***** Passage provided

If none of the existence parameters is present, the Modeler will open the layers if they exist, or create them if they do not exist. Access Parameters Access parameters specify access to the layers. They include: INPUT
Specifies that only read access is allowed to these layers. An error occurs if the model assigns a value to the associated variable. INPUT and NEW, or INPUT and DELETE_IF_EXISTING are incompatible.
OUTPUT
Specifies read and write access to layers.
If no access parameter is specified, read and write access are permitted. Data Type Parameters The data type parameters control which of the following data types is used for the layers specified in the declaration: INTEGER
Specifies one of the integer data types.
FLOAT
Specifies one of the floating point data types.
COMPLEX
Specifies one of the complex data types.
23
RASTER Declarations
SIGNED
Specifies a signed integer type.
UNSIGNED
Specifies an unsigned integer type.
1 BIT
1-bit unsigned integer.
2 BIT
2-bit unsigned integer.
4 BIT
4-bit unsigned integer.
8 BIT
8-bit integer data (signed or unsigned).
16 BIT
16-bit integer data (signed or unsigned).
32 BIT
32-bit integer data (signed or unsigned) or single precision float.
64 BIT
Specifies double precision float or single precision complex.
128 BIT
Specifies double precision complex.
SINGLE
Specifies single precision float or complex. FLOAT is used unless COMPLEX is specified or default is COMPLEX type.

**********

→ **Work to complete**:
Reproduce word for word the part of the raster declaration parameters text that begins with the words "If none of the" and ends after "DELETE_IF_EXISTING are incompatible.".

***** Material provided

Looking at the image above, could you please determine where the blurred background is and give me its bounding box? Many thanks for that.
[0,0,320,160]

**********

→ **Worked solution**:
If none of the existence parameters is present, the Modeler will open the layers if they exist, or create them if they do not exist. Access Parameters Access parameters specify access to the layers. They include: INPUT
Specifies that only read access is allowed to these layers. An error occurs if the model assigns a value to the associated variable. INPUT and NEW, or INPUT and DELETE_IF_EXISTING are incompatible.